Australians generate around 650,000 tonnes of e-waste each year, making it one of the fastest-growing waste streams in the country (Department of Climate Change, Energy, the Environment and Water, 2023). Old TVs, computers, phones, and printers can’t go in your regular bin. This guide covers what counts as e-waste, why disposal rules exist, and the practical options available to you right now.
Key Takeaways
- E-waste includes TVs, computers, monitors, tablets, phones, and printers.
- In Victoria, putting e-waste in general bins is illegal under EPA regulations. NSW and other states advise strongly against it.
- The free NTCRS scheme covers TVs and computers at hundreds of drop-off points nationally.
- Australia generates roughly 650,000 tonnes of e-waste annually (DCCEEW, 2023).
- Recycling recovers copper, aluminium, gold, and rare earth elements from old electronics.
For broader guidance on what you can and can’t put out for collection, see our guide to how to dispose of household items in Australia.
E-waste, or electronic waste, covers any device with a plug, battery, or circuit board that’s been discarded. The Australian Department of Climate Change, Energy, the Environment and Water (DCCEEW) identifies televisions and computers as the primary categories covered by national product stewardship, though the broader definition extends to phones, printers, tablets, and small appliances (DCCEEW, 2023).

• _WHAT YOU NEED TO DO_
1. State how many lines of the records below contain the string "crowd", matching case exactly, and give only that number.
2. Please pick up the e-waste guide above where it stops and continue it.

(Dataset rows on where objects appear)
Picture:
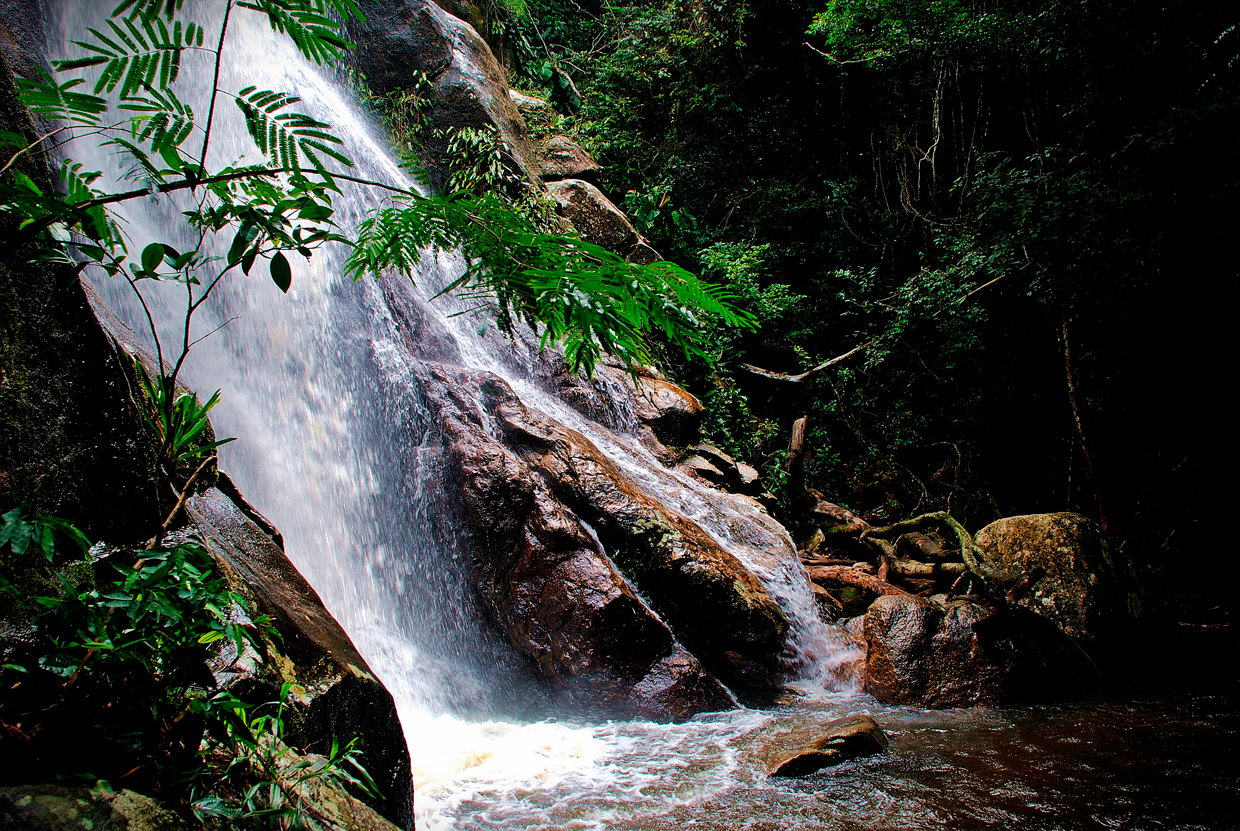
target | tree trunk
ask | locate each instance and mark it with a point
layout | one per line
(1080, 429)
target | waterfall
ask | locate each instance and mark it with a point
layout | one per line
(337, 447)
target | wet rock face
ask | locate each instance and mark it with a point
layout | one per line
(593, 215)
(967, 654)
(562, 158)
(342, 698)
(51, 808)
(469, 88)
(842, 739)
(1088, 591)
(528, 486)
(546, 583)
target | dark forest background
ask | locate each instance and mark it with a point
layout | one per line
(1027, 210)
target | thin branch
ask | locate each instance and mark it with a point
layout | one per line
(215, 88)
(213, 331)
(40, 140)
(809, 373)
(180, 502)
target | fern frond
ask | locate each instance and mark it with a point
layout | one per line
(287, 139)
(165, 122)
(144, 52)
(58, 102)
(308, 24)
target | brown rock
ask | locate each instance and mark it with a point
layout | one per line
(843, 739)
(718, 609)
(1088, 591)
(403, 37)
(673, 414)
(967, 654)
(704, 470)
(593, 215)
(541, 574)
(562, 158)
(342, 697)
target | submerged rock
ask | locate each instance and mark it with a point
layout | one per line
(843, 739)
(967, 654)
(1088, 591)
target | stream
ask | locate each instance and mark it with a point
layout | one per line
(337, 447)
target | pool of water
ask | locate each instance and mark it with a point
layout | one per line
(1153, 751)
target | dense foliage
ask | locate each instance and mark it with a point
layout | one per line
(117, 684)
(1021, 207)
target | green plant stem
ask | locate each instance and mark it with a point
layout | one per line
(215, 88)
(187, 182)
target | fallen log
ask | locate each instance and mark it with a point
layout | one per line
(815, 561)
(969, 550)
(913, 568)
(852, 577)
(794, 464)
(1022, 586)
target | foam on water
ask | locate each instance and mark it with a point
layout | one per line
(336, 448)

==

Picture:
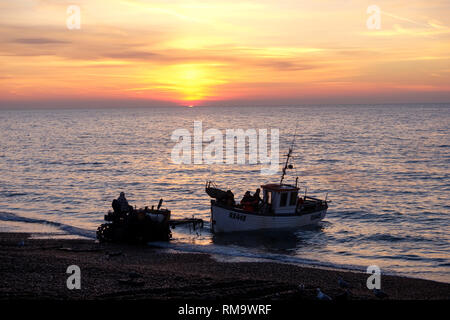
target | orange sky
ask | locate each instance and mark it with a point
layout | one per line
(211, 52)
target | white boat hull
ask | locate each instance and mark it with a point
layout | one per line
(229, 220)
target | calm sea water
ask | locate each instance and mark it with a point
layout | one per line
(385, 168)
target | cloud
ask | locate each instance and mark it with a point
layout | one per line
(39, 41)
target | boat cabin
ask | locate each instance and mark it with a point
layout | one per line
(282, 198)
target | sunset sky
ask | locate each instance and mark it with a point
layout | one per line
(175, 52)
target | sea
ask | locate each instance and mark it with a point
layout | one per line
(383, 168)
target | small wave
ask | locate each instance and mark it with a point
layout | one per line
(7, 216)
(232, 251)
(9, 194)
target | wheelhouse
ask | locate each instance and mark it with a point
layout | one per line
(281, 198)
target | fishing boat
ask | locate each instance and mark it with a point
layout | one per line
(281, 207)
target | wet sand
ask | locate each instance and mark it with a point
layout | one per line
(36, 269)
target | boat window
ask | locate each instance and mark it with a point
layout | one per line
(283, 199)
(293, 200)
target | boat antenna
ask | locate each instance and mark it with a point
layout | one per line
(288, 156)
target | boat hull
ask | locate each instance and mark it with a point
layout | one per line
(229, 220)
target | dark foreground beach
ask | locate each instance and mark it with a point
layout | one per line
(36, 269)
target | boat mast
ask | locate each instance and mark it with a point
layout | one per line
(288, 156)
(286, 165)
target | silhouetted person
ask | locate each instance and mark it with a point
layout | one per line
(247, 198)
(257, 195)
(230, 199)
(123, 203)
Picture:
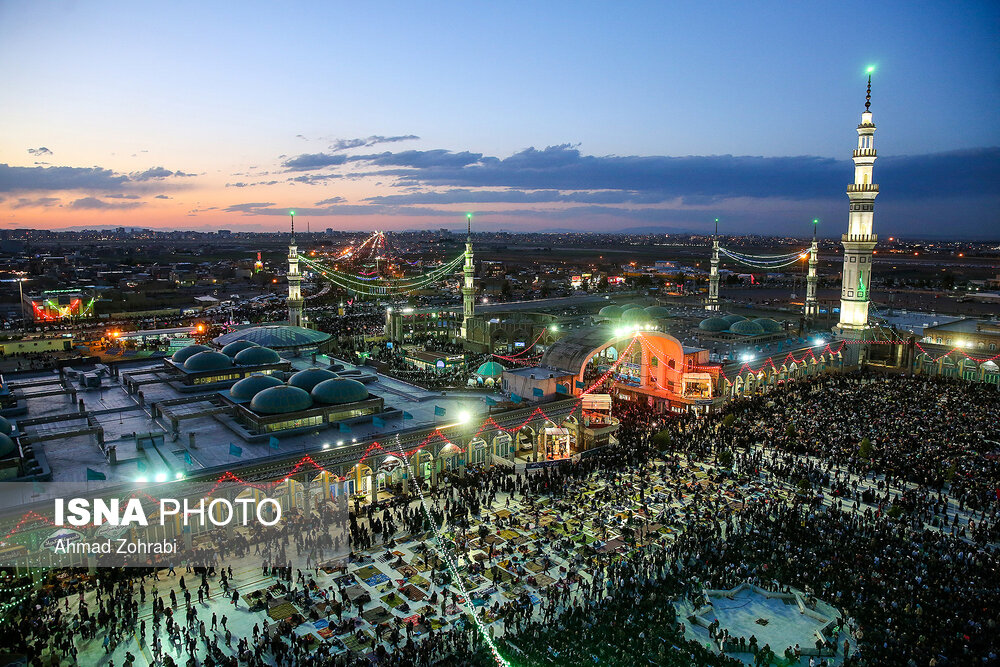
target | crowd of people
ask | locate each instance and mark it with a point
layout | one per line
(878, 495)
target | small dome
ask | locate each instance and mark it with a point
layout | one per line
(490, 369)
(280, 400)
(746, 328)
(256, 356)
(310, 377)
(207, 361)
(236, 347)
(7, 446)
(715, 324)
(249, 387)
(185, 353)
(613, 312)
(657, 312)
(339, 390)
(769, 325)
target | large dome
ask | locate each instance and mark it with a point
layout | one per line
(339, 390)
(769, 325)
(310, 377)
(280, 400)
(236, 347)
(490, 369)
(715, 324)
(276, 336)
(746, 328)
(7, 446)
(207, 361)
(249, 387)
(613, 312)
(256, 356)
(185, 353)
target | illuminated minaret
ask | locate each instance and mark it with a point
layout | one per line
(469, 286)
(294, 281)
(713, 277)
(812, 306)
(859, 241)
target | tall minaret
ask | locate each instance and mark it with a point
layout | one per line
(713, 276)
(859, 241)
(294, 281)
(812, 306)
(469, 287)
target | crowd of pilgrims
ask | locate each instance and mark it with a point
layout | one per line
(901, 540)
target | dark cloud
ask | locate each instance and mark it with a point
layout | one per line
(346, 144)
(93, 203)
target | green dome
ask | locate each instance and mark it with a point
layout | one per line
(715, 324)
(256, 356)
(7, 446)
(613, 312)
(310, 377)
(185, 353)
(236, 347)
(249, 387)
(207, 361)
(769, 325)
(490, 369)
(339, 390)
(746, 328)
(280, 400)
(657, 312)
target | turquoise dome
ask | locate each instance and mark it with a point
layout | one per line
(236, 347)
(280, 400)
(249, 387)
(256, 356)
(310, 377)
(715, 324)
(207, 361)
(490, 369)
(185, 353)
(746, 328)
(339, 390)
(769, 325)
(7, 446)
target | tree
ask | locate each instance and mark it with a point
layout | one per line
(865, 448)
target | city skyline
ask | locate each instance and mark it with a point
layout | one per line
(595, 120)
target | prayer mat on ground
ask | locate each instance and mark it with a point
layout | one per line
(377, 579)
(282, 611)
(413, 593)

• _PER-TASK ANSWERS_
1. 2

2.
The most common items households need to dispose of include:
White goods, such as fridges and washing machines, are handled differently and aren’t classified as e-waste under current Australian schemes. If you’re clearing out appliances alongside electronics, see our guide to white goods disposal.
In our experience collecting rubbish from Sydney homes, old televisions and desktop computers are the most frequently mishandled items. Residents often assume they can go in a skip or a council bin. They can’t, and in some states that assumption can lead to a fine.
E-waste contains hazardous substances that leach into soil and groundwater when sent to landfill. These include lead in older CRT screens, mercury in fluorescent backlights, cadmium in batteries, and brominated flame retardants in plastic casings. EPA Victoria explicitly bans e-waste from all general waste bins and landfills under the Victorian e-waste ban, which took effect in July 2019.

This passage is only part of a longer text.